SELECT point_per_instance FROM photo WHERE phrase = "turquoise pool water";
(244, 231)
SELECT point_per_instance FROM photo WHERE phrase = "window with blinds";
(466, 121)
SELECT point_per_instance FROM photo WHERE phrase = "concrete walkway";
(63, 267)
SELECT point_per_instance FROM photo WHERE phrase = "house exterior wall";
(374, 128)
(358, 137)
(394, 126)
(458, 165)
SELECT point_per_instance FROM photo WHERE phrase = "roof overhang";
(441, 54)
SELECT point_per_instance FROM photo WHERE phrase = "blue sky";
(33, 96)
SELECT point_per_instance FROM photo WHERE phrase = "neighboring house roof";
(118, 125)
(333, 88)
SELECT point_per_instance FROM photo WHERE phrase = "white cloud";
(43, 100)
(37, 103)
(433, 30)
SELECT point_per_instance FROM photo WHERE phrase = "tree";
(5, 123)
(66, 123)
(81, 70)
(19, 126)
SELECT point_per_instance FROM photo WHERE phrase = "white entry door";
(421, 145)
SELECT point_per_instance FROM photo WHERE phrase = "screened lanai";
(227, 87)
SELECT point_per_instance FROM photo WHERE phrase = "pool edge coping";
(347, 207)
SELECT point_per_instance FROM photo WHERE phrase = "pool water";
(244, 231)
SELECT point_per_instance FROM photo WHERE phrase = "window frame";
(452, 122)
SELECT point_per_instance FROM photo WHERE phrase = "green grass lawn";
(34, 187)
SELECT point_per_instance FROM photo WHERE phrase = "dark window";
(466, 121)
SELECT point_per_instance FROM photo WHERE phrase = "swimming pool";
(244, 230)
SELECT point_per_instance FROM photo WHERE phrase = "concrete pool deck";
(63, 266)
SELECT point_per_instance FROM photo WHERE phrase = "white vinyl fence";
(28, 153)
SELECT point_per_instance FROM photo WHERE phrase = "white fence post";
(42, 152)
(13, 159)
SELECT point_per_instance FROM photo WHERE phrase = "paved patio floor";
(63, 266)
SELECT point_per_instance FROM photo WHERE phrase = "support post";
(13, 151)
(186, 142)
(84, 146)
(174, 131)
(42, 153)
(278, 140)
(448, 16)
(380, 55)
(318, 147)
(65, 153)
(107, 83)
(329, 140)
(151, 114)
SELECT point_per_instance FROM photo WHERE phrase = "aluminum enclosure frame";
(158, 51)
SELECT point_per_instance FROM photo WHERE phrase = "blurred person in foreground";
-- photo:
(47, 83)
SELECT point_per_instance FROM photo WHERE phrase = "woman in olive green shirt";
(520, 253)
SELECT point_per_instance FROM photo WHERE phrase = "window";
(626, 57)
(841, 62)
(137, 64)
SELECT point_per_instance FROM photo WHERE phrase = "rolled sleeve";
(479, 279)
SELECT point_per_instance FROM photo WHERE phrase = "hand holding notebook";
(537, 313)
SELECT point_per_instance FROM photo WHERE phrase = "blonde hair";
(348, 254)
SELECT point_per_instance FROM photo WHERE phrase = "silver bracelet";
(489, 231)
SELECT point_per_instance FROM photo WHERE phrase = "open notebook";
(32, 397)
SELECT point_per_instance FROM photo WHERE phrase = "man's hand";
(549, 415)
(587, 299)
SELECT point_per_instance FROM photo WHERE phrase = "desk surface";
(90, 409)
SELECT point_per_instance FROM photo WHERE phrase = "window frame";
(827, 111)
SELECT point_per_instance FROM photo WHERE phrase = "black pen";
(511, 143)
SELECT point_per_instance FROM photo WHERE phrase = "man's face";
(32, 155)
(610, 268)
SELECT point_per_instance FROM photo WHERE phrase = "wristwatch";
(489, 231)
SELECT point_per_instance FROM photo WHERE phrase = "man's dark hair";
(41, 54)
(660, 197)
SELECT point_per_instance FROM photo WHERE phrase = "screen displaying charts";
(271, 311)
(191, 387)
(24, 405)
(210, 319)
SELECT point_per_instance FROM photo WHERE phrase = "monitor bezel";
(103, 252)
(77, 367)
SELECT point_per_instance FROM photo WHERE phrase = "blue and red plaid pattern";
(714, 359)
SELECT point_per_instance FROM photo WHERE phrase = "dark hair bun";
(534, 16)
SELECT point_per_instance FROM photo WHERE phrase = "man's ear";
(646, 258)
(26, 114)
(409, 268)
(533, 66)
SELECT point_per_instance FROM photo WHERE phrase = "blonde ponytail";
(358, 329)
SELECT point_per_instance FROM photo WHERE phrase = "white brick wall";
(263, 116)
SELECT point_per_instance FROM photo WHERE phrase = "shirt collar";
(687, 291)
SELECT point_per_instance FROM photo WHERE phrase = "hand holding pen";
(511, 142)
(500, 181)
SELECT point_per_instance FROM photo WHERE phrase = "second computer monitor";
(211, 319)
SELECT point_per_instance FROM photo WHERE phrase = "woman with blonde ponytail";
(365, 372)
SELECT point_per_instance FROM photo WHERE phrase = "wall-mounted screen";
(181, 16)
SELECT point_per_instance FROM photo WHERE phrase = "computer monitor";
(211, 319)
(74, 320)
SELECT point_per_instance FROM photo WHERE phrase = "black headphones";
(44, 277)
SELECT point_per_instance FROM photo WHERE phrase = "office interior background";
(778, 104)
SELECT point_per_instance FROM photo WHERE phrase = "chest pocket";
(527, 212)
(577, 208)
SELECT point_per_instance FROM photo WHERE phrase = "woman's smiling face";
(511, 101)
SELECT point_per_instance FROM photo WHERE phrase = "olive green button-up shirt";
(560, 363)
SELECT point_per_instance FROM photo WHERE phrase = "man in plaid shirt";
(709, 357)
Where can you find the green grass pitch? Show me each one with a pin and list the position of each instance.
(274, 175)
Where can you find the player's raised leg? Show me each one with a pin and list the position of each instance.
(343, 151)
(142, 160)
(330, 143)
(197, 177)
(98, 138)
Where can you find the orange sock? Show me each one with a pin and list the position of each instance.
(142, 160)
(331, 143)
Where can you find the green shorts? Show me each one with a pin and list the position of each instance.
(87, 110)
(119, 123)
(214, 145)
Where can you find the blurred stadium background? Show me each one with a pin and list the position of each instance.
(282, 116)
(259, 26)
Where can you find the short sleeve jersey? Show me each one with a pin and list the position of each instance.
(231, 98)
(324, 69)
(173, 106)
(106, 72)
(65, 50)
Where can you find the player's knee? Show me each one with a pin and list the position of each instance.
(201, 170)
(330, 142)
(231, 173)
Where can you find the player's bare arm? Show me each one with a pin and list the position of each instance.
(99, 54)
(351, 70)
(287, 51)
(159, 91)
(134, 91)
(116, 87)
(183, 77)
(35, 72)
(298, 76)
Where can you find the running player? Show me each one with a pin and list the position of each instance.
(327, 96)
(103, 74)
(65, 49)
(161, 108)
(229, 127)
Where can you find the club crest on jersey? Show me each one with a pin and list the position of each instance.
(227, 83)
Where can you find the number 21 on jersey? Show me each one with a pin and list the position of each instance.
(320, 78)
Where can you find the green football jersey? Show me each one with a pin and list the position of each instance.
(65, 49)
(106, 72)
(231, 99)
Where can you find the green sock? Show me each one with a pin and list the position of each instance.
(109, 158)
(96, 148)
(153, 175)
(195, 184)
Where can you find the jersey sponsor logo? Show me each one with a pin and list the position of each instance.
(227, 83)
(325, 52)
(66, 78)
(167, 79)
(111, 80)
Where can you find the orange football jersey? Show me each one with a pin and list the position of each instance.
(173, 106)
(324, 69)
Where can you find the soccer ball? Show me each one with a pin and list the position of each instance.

Required work
Each record above needs to be given again exactly as written.

Completed task
SELECT point_per_instance FROM photo WHERE phrase = "turquoise pool water";
(244, 231)
SELECT point_per_instance FROM photo WHERE phrase = "window with blinds";
(466, 121)
SELECT point_per_instance FROM photo WHERE phrase = "concrete walkway";
(63, 267)
SELECT point_per_instance FROM photo WHERE phrase = "house exterior wall";
(374, 128)
(358, 137)
(394, 126)
(458, 165)
SELECT point_per_instance FROM photo WHERE phrase = "roof overhang";
(441, 54)
SELECT point_per_instance FROM photo WHERE phrase = "blue sky";
(33, 96)
SELECT point_per_instance FROM photo WHERE phrase = "neighboring house roof";
(118, 125)
(333, 88)
SELECT point_per_instance FROM photo WHERE phrase = "white cloud";
(43, 100)
(37, 103)
(433, 30)
SELECT point_per_instance FROM photo WHERE phrase = "tree";
(5, 123)
(66, 123)
(81, 70)
(19, 126)
SELECT point_per_instance FROM photo WHERE phrase = "white entry door";
(421, 145)
SELECT point_per_instance FROM photo WHERE phrase = "screened lanai";
(227, 87)
SELECT point_per_instance FROM photo WHERE phrase = "pool edge coping";
(347, 207)
SELECT point_per_instance FROM photo WHERE phrase = "pool water";
(244, 231)
SELECT point_per_instance FROM photo WHERE phrase = "window frame";
(452, 122)
SELECT point_per_instance FROM photo WHERE phrase = "green grass lawn";
(34, 187)
SELECT point_per_instance FROM photo WHERE phrase = "dark window";
(466, 121)
SELECT point_per_instance FROM photo WHERE phrase = "swimming pool";
(244, 230)
SELECT point_per_instance FROM photo WHERE phrase = "concrete pool deck";
(63, 266)
SELECT point_per_instance FROM photo WHERE phrase = "white vinyl fence";
(28, 153)
SELECT point_per_instance FROM photo WHERE phrase = "white fence post";
(42, 152)
(13, 159)
SELECT point_per_instance FROM photo WHERE phrase = "paved patio floor";
(63, 266)
SELECT point_per_instance FROM photo WHERE phrase = "support post";
(13, 151)
(186, 142)
(84, 146)
(174, 131)
(42, 153)
(278, 140)
(448, 16)
(380, 55)
(318, 147)
(65, 153)
(107, 83)
(329, 140)
(151, 114)
SELECT point_per_instance FROM photo WHERE phrase = "aluminum enclosure frame";
(158, 51)
SELECT point_per_instance FROM photo WHERE phrase = "blurred person in foreground";
-- photo:
(47, 83)
SELECT point_per_instance FROM photo WHERE phrase = "woman in olive green shirt";
(520, 253)
SELECT point_per_instance FROM photo WHERE phrase = "window";
(626, 57)
(841, 62)
(137, 64)
SELECT point_per_instance FROM photo WHERE phrase = "rolled sleeve";
(479, 279)
SELECT point_per_instance FROM photo WHERE phrase = "hand holding notebook";
(537, 313)
SELECT point_per_instance FROM photo WHERE phrase = "blonde hair";
(348, 254)
SELECT point_per_instance FROM photo WHERE phrase = "silver bracelet";
(489, 231)
SELECT point_per_instance FROM photo WHERE phrase = "open notebook";
(32, 397)
SELECT point_per_instance FROM photo WHERE phrase = "man's hand";
(549, 415)
(587, 299)
SELECT point_per_instance FROM photo WHERE phrase = "desk surface";
(90, 409)
SELECT point_per_instance FROM photo WHERE phrase = "window frame";
(827, 111)
SELECT point_per_instance FROM photo WHERE phrase = "black pen";
(511, 143)
SELECT point_per_instance FROM photo WHERE phrase = "man's face";
(32, 155)
(610, 268)
SELECT point_per_instance FROM photo WHERE phrase = "wristwatch";
(489, 231)
SELECT point_per_instance FROM photo WHERE phrase = "man's dark hair";
(41, 54)
(660, 197)
SELECT point_per_instance FROM photo WHERE phrase = "screen displaying charts";
(271, 311)
(191, 387)
(24, 405)
(210, 319)
SELECT point_per_instance FROM photo WHERE phrase = "monitor bezel";
(103, 252)
(77, 367)
SELECT point_per_instance FROM photo WHERE phrase = "blue and red plaid pattern";
(714, 359)
SELECT point_per_instance FROM photo WHERE phrase = "dark hair bun";
(534, 16)
SELECT point_per_instance FROM photo WHERE phrase = "man's ear";
(646, 258)
(26, 114)
(409, 268)
(533, 66)
SELECT point_per_instance FROM photo WHERE phrase = "blonde ponytail";
(358, 329)
SELECT point_per_instance FROM photo WHERE phrase = "white brick wall";
(263, 116)
SELECT point_per_instance FROM photo WHERE phrase = "shirt collar";
(687, 291)
SELECT point_per_instance FROM photo WHERE phrase = "hand holding pen";
(511, 142)
(500, 181)
SELECT point_per_instance FROM photo WHERE phrase = "second computer monitor";
(211, 319)
SELECT point_per_instance FROM photo WHERE phrase = "woman with blonde ponytail";
(365, 372)
SELECT point_per_instance FROM photo WHERE phrase = "wall-mounted screen";
(181, 16)
SELECT point_per_instance FROM photo WHERE phrase = "computer monitor";
(211, 319)
(74, 320)
SELECT point_per_instance FROM photo WHERE phrase = "black headphones";
(44, 277)
SELECT point_per_instance FROM photo WHERE phrase = "office interior background";
(778, 104)
SELECT point_per_instance FROM photo WHERE phrase = "chest pocket";
(527, 212)
(577, 208)
SELECT point_per_instance FROM photo WHERE phrase = "woman's smiling face";
(511, 101)
SELECT point_per_instance FROM photo WHERE phrase = "olive green button-up shirt";
(560, 363)
SELECT point_per_instance FROM photo WHERE phrase = "man in plaid shirt";
(709, 357)
Where can you find the green grass pitch? Show me each one with a pin and list the position of each instance.
(274, 175)
Where can you find the player's raised leg? Show me each one with a pin and list the position of each instance.
(343, 151)
(142, 160)
(330, 143)
(197, 177)
(98, 138)
Where can you find the orange sock? Show me each one with a pin and list the position of each instance.
(142, 160)
(331, 143)
Where can you find the green shorts? Show me each one with a pin and list the position of each instance.
(87, 110)
(119, 123)
(214, 145)
Where can you find the blurred stadium background? Show me each one with a pin and list the position of each instance.
(282, 116)
(259, 26)
Where can you find the short sleeve jersey? Show me each one with a pin and list the position of each instance.
(231, 98)
(324, 69)
(173, 106)
(106, 72)
(65, 50)
Where can you find the player's knee? Show me each one with a pin and list the position of each instance.
(201, 170)
(330, 142)
(231, 173)
Where can you find the player's bare arm? Show me each one with a pin and list the position of each instance.
(99, 54)
(351, 70)
(287, 51)
(159, 91)
(134, 91)
(116, 87)
(183, 77)
(35, 72)
(298, 76)
Where can you find the running player? Show me each one with a pin and list the position of each instance.
(327, 96)
(103, 74)
(65, 49)
(161, 108)
(229, 127)
Where can you find the club crest on jersey? Show me each one with a pin and list the position of each instance.
(227, 83)
Where can you find the number 21 on jersey? Show me each one with a pin and list the position of each instance.
(320, 78)
Where can you find the green football jersey? Show me each one with a pin and list the position of each instance.
(65, 49)
(106, 72)
(231, 99)
Where can you find the green sock? Show me each one with a pin and list the position of each instance.
(109, 158)
(96, 148)
(153, 175)
(195, 184)
Where can you find the jersey sponsor logo? Show me each one with a pin and list the position of each instance.
(227, 83)
(325, 52)
(66, 78)
(167, 79)
(111, 80)
Where can you find the orange football jersey? Show me each one with a pin and list the position of each instance.
(173, 106)
(324, 69)
Where can you find the soccer ball? Show me each one with a pin and list the position of each instance.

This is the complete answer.